■ **Exercise requirements**
Rewrite the records below with every instance of "black cable" changed to "power cord" and all else unchanged, omitting the pictures.

■ **Record excerpts**

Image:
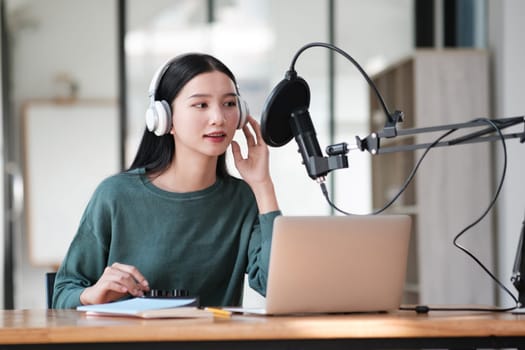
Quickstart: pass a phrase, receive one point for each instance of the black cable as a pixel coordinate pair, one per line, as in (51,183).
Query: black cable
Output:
(357,65)
(484,214)
(424,308)
(403,188)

■ **Written answer**
Image:
Quickstart: pass a phrase, receive one point for each instance of the power cord as a pixel coordinate pair, one per line, as in (51,183).
Query: power cord
Output:
(357,65)
(484,214)
(424,308)
(403,188)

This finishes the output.